In the data that follows, find the line containing "Where can the stone window"; then quote that line and every line after it, exactly, through the last one.
##### Extracted records #####
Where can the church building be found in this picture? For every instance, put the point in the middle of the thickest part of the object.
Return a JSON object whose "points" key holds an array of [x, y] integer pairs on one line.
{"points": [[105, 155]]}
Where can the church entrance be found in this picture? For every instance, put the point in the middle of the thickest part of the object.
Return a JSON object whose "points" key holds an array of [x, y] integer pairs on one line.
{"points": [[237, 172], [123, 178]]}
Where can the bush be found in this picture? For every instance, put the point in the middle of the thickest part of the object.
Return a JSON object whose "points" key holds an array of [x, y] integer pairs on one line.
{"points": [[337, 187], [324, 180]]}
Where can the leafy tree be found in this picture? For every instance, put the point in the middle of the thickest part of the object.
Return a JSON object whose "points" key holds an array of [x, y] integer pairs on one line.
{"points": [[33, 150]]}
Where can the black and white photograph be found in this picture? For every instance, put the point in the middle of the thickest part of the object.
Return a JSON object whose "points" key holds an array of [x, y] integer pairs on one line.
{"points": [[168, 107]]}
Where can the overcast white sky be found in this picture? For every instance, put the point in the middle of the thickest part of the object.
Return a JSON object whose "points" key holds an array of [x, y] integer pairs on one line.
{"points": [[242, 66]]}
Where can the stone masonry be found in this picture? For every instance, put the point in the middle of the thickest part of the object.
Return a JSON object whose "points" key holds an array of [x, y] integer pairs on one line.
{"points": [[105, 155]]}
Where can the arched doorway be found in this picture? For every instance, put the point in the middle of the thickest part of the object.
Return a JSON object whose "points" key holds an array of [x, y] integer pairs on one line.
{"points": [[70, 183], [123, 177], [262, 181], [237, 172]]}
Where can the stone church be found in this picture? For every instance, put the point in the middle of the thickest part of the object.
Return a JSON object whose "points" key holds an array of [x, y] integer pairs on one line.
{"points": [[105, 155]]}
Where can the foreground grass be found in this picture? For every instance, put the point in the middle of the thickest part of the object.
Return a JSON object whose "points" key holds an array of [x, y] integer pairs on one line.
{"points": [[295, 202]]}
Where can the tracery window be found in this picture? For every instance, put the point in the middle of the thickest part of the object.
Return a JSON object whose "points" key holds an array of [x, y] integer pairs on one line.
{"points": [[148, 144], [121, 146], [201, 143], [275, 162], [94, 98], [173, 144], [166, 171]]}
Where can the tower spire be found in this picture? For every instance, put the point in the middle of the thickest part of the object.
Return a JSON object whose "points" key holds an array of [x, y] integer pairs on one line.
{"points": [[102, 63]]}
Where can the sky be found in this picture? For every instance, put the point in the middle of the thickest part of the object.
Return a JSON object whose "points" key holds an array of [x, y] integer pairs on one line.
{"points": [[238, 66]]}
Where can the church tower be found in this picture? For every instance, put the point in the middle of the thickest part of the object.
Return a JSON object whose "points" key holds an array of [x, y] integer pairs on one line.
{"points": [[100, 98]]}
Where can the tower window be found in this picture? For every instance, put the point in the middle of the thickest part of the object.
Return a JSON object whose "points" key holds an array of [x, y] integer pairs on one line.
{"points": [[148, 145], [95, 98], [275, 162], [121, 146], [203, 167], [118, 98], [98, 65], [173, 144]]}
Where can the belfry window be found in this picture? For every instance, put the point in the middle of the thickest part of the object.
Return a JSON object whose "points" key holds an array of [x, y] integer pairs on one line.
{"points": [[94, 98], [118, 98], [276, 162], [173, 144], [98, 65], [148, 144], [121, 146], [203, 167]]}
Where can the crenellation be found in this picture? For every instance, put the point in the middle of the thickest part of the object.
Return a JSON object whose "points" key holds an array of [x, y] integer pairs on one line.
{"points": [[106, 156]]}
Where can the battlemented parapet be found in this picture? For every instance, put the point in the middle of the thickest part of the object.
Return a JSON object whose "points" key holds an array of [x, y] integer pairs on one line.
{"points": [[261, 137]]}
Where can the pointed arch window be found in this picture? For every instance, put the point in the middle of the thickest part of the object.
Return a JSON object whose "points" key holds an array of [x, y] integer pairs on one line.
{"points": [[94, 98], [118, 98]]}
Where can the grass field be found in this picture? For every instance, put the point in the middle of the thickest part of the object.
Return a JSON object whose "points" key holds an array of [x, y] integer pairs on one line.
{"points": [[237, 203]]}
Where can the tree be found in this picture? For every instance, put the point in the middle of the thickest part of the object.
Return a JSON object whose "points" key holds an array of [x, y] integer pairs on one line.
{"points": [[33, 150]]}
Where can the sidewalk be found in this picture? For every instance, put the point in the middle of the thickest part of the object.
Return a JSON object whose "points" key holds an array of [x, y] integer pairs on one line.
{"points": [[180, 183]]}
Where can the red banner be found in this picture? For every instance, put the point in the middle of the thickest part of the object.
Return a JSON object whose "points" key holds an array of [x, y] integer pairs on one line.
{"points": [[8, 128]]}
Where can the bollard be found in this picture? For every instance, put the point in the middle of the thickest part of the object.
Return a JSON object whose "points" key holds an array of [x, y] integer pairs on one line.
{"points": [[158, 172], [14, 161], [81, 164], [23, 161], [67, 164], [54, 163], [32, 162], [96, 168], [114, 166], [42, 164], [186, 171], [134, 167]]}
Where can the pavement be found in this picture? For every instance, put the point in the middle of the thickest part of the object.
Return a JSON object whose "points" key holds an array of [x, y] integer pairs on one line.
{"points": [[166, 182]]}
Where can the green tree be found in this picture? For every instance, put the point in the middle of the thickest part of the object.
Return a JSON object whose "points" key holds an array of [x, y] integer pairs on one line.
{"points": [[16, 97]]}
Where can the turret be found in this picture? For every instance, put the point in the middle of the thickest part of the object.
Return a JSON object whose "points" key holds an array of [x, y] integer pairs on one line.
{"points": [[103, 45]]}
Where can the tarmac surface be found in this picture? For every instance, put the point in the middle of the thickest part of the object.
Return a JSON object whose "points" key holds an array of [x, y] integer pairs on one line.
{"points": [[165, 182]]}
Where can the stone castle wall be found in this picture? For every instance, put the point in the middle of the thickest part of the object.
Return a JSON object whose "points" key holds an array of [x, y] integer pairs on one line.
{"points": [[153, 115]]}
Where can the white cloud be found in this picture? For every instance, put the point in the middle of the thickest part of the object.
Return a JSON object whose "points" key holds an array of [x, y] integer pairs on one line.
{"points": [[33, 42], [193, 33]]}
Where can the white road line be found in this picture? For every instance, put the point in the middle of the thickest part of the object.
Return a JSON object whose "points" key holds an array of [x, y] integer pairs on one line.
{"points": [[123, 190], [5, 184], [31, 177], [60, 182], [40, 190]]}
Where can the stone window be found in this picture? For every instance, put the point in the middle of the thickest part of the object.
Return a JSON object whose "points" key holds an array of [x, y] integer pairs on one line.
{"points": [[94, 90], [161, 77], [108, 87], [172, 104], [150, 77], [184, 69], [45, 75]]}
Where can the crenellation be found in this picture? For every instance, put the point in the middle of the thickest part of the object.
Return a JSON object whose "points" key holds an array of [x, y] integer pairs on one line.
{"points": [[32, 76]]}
#####
*Task solution*:
Where can the stone window be found in this picture? For every instance, put the point in the middle of the thickest part of the object.
Return a JSON object whose "points" key holds an array of [x, y] integer pairs on one line.
{"points": [[94, 90], [161, 77], [108, 87], [172, 104], [150, 77], [184, 69], [45, 75]]}
Where can the crenellation be found in this picture? For every instance, put the point in the middle of the thickest part of the object.
Return a JSON object whose "points" key holds an array of [x, y] integer pairs on one line.
{"points": [[32, 76]]}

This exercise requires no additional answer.